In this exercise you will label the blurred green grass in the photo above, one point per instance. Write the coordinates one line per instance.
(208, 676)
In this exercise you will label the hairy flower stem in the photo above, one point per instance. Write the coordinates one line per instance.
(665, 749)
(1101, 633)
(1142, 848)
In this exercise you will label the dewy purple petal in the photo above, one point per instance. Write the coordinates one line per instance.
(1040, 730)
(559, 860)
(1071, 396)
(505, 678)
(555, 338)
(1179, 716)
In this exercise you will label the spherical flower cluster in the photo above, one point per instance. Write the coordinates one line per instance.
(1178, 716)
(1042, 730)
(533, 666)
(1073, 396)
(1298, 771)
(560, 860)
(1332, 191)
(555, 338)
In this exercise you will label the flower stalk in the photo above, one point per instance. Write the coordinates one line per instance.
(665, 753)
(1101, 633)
..............................
■ Given exercise ■
Begin with the line that contains "In this exercise you will label the hairy" and end with the last line of the records; set down every line in that span exactly, and nothing else.

■ Response to the task ■
In this exercise you will label the hairy flower stem in the photo above, one point per instance. Write the coordinates one line per instance.
(665, 749)
(1101, 633)
(1142, 848)
In this exercise you will label the dewy purple petal in the photo above, one point per instance. Write the coordinates one line per instance.
(1040, 730)
(559, 860)
(1071, 396)
(505, 678)
(555, 338)
(1179, 716)
In this exercise you will label the spherical flower cluster in the photo above, one point per instance. Write the coordinates one line per instance.
(1178, 716)
(1042, 730)
(533, 666)
(1073, 396)
(1298, 771)
(560, 860)
(1332, 191)
(555, 338)
In this exercise you will label the flower stalk in the photo above, one point per instance. Write the coordinates one line per instance.
(665, 753)
(1101, 633)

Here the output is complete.